From Publishers Weekly:
Concluding the quintet that began with Ararat , Thomas sets his writer-narrator, Don Thomas, in London at a meeting of Writers Internationale. Thomas and three Russian friends who collaborated on earlier books published in the West under the Englishman's name meet each night to improvise another novel. As the conference proceeds, Thomas worries over the adequacy of his fictive contributions; his former almost-lover Masha confesses to a lesbian relationship with a venerable Bolivian poet; the flamboyant novelist Victor Surkov is arrested for raping a woman journalist; and Sergei Rozanov, recently released from a mental hospital/prison where he developed shamanistic powers, revives a dead man in a restaurant. Given equal time is the improvised novel, featuring poet and factory worker Anna Charsky and her husband, actor Dmitri. Anna, who is reading the much-quoted correspondence between Richard von Kraft-Ebbing and a masochistic servant girl, plays an elaborate game of impersonation on Dmitri. The novel in the reader's hands is as aimless and faltering as the fictional one. Intimate scenes are graphic and decidedly un-erotic, with an obsessive focus on menstruation. The plot is strangled in self-conscious reflections on fiction--either facile or heavily belabored. Most welcome is Thomas's avowal that this volume completes the series.
Copyright 1990 Reed Business Information, Inc.
From Library Journal:
At an international writers' conference, British novelist Thomas meets with his old friends Victor Surkov, Sergei Rozanov, and Masha Barash to relive amorous adventures, recount Freudian dreams, and "lie together," as the punning title has it. This is Thomas's second try at a conclusion to the complex "Russian Nights" sequence of novels (after the eminently forgettable Summit , LJ 1/88). Ararat , the first novel in the series, was inspired by the defeat of the Polish Solidarity movement in 1981 and reflects the secretive samizdat mentality of the period. Lying Together, a novel of confessions, revelations, and disclosures, is clearly a response to the openness of the glasnost era. Appropriately, it is the only book in the series in which Thomas himself appears as a character. A challenging but enjoyable work on a timely theme. Recommended. Previewed in Prepub Alert, LJ 3/15/90.

▶ [Tasks to complete]
1 > In the reviews of Lying Together, what reason does the Library Journal review give for why it is fitting that Thomas himself appears as a character in this book? Answer in one to three sentences.
2 > Translate this sentence from the reviews of Lying Together into Spanish: "Ararat , the first novel in the series, was inspired by the defeat of the Polish Solidarity movement in 1981 and reflects the secretive samizdat mentality of the period."
Use only the reviews of Lying Together to respond.

(Saved entries)

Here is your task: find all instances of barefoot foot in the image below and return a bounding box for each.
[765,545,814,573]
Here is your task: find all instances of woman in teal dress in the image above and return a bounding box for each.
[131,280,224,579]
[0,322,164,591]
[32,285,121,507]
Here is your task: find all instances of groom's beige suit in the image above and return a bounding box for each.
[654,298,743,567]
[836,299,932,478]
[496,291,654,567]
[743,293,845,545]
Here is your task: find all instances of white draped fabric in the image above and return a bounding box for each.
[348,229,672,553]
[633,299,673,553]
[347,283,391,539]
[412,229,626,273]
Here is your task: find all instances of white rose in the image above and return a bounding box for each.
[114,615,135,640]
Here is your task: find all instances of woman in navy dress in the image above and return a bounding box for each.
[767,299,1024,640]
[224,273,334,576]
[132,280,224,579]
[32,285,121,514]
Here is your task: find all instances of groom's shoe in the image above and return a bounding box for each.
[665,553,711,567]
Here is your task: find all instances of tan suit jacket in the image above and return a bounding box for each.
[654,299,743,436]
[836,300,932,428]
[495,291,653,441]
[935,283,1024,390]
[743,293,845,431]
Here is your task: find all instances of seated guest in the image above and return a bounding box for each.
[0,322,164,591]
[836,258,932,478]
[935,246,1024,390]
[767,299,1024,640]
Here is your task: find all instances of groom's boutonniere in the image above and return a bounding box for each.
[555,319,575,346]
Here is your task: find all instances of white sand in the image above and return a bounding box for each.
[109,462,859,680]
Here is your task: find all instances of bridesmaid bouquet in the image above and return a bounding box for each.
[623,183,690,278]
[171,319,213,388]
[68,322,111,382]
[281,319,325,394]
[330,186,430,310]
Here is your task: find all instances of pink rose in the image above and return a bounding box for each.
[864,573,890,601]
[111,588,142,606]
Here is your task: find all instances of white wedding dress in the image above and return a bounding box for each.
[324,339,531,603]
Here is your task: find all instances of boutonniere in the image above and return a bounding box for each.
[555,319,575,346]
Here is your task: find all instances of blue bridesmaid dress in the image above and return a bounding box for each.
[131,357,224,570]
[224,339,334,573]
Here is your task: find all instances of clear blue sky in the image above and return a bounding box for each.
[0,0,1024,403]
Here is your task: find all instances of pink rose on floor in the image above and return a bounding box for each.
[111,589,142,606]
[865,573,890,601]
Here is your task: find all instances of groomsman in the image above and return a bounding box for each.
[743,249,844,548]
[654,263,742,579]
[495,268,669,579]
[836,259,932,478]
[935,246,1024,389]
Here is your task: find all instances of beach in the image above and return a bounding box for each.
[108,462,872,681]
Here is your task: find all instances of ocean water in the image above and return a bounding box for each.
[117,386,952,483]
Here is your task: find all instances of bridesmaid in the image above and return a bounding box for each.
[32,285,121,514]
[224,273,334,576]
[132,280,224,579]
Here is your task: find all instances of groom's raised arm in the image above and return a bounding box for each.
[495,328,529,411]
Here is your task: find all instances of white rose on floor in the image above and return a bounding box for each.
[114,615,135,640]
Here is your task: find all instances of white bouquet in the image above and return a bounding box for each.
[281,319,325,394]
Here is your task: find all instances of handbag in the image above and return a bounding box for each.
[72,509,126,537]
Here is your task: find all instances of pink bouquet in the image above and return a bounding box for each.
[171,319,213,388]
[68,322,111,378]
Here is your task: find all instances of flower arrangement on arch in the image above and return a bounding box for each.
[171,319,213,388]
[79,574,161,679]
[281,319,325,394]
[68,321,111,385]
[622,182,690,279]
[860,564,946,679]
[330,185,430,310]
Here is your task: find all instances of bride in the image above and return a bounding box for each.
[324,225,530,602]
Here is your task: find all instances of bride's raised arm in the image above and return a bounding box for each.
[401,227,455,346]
* * *
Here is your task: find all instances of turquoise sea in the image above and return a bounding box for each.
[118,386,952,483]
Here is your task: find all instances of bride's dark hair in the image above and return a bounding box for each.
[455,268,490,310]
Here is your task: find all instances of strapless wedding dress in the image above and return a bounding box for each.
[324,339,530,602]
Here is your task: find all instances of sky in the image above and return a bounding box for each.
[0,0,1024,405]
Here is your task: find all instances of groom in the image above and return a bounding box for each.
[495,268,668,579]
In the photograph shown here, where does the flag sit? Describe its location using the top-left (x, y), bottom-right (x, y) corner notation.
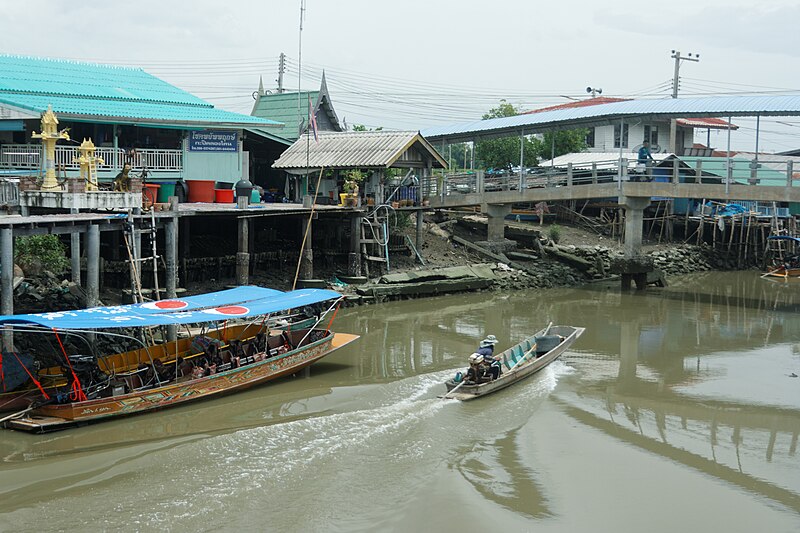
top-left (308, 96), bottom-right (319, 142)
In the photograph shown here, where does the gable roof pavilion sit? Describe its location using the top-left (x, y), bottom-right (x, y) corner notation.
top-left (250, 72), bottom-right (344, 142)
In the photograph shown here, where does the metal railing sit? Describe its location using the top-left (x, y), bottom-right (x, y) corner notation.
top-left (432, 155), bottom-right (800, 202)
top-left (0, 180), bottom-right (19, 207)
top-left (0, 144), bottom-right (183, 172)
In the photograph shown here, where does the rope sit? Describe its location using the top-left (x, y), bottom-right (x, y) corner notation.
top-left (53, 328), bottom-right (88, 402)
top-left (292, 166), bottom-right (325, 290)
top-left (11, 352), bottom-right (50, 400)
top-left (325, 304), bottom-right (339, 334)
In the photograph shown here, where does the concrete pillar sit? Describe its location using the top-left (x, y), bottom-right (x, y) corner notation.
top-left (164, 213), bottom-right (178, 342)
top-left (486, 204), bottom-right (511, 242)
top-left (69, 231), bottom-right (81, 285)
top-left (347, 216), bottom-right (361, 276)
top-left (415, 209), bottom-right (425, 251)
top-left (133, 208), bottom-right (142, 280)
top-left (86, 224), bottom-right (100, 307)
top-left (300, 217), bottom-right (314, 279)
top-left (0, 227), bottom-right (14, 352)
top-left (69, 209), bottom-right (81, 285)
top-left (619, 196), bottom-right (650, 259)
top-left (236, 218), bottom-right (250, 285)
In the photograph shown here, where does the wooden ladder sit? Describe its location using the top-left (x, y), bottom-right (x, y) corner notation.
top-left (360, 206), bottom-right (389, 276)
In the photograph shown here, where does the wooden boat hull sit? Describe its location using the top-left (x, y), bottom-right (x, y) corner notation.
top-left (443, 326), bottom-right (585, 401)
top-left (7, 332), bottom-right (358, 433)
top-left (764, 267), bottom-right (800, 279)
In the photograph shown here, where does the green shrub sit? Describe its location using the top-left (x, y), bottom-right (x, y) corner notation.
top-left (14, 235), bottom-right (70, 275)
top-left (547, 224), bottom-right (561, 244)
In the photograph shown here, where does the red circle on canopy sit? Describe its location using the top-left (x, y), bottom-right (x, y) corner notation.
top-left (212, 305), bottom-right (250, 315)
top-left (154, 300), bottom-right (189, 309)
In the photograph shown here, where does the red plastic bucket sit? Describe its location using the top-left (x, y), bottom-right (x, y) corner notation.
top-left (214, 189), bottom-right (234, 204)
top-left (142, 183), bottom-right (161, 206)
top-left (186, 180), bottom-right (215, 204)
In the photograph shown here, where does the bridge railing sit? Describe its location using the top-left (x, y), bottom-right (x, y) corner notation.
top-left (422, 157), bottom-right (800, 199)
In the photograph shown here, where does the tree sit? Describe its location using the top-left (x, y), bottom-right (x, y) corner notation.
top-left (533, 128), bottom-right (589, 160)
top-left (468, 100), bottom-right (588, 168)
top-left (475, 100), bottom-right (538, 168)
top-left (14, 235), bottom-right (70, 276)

▶ [Per-task answers]
1 > Lying Together is a novel of confessions, revelations, and disclosures, written as a response to the openness of the glasnost era. That openness makes it fitting that it is the only book in the series in which Thomas himself appears as a character.

2 > Ararat, la primera novela de la serie, se inspiró en la derrota del movimiento polaco Solidaridad en 1981 y refleja la mentalidad secreta del samizdat de la época.